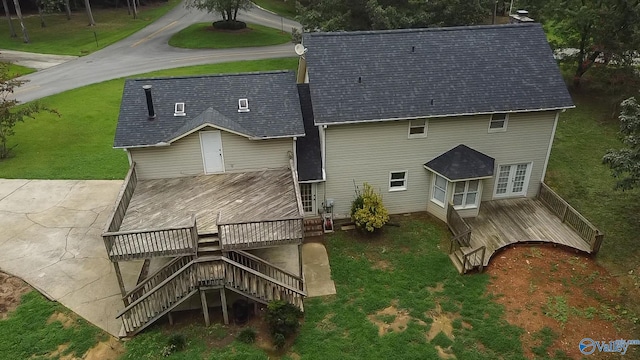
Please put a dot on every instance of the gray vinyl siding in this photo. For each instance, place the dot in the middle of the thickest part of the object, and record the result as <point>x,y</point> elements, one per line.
<point>368,152</point>
<point>184,157</point>
<point>181,158</point>
<point>242,154</point>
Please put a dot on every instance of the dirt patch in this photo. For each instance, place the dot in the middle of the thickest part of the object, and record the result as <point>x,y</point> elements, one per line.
<point>392,319</point>
<point>66,320</point>
<point>106,350</point>
<point>11,291</point>
<point>442,322</point>
<point>545,287</point>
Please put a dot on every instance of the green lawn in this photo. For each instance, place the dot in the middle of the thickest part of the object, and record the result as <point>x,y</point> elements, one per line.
<point>78,144</point>
<point>406,269</point>
<point>79,39</point>
<point>203,36</point>
<point>576,171</point>
<point>29,333</point>
<point>286,8</point>
<point>17,70</point>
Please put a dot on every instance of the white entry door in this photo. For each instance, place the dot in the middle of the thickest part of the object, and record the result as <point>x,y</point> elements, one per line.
<point>512,180</point>
<point>211,143</point>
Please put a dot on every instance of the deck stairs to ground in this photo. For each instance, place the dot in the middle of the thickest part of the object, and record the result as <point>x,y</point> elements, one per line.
<point>185,276</point>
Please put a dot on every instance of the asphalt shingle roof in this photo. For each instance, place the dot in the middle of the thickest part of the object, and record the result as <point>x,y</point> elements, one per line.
<point>308,152</point>
<point>274,107</point>
<point>373,75</point>
<point>461,163</point>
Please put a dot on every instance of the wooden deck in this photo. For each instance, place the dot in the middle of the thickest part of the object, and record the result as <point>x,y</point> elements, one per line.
<point>247,196</point>
<point>504,222</point>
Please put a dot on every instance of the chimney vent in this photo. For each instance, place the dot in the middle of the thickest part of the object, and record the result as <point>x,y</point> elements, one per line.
<point>147,92</point>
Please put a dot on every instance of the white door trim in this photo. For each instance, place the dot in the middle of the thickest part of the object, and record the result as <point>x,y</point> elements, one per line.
<point>217,169</point>
<point>510,181</point>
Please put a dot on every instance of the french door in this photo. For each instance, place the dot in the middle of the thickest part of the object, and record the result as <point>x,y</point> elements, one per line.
<point>512,180</point>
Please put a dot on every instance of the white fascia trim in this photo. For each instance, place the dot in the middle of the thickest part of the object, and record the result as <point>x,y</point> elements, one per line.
<point>553,134</point>
<point>459,180</point>
<point>442,116</point>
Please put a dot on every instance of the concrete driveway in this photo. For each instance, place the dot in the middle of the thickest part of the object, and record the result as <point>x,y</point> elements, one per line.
<point>50,236</point>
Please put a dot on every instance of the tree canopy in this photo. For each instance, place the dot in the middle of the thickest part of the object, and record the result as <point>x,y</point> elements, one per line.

• [Required work]: Copy the listing above line for line without any changes, and leave out the pictures.

• [Full answer]:
Please put a dot on every instance of the gray vinyl siding in this photo. For each instance, place the dot in the middle of the thickest part of the object, and record the result as <point>x,y</point> elements, one per line.
<point>368,152</point>
<point>184,157</point>
<point>181,158</point>
<point>242,154</point>
Please put a dot on every instance of the dirt patch in this photo. For each instance, place the dot in the middle of the thickest part of the object, and record the result as <point>x,y</point> elements, one per line.
<point>392,319</point>
<point>66,320</point>
<point>106,350</point>
<point>11,291</point>
<point>442,322</point>
<point>545,287</point>
Please put a dot on every instance of the green lawn in this photo. For each instance, place the dot in the middle of the thickest part of the object, and record the result as <point>x,y</point> elements, one per line.
<point>78,144</point>
<point>406,269</point>
<point>79,39</point>
<point>203,36</point>
<point>576,171</point>
<point>29,333</point>
<point>286,8</point>
<point>17,70</point>
Please put a dot on every instance of the white entry door in this photo. For each instance, place the dot in the middle of the thickest part of the object, and record the result as <point>x,y</point> elements, one per line.
<point>512,180</point>
<point>211,143</point>
Please put a dot on every instance of the deck stairs to ground in this photo. For each instance, place the dot in the middle of the thickest part of the object, and record the result as <point>x,y</point> elements, one per line.
<point>185,276</point>
Please put a dot on every instance of the asphalt shingle roof in this photo. For each instance, place the dot in the middle of the thickest part of the object, and record the result as <point>x,y</point> elements, one per line.
<point>308,152</point>
<point>274,107</point>
<point>373,75</point>
<point>461,163</point>
Please put a dot on every instance of the wooden deck in this photo. For each instance, place the dot in the middle of the thickest part of the object, and record the result as <point>x,y</point> elements, one per line.
<point>247,196</point>
<point>504,222</point>
Please put a dot on every instance of the chimney vent in this photo. For each instance, place the dot in the middle of the thickest part of the object, and record the result as <point>x,y</point> elements, one per line.
<point>147,92</point>
Please put a dot on every instance of the white door trim in this photo. For each instance, place the dot in the middle of the thickest part of the object, and record the result as <point>x,y</point> elements, one per line.
<point>217,169</point>
<point>510,181</point>
Please put a dot on every instance of the french door in this photo. For each instance, place the dot in the middle of the thickest part of the object, and record the result as <point>x,y</point> elements, one per line.
<point>512,180</point>
Please put a dot on every instance of the white fascia trim in this photo. For each instance, place the dot in the middle of the thickest part of the object, and record the result as <point>x,y</point> elements, one per line.
<point>553,134</point>
<point>459,180</point>
<point>442,116</point>
Please put a dot on every instance of the concrete driveway in this photo. For each instance, place the dot in the middle of the thickest part of the object, and record the result as <point>x,y</point> elements, one per line.
<point>50,236</point>
Please put a dot on every instance of the tree canopy in this photo. For each instance, place the dot in the middle of the thickest part of the object, and record the result as <point>x,y</point> elements, one per line.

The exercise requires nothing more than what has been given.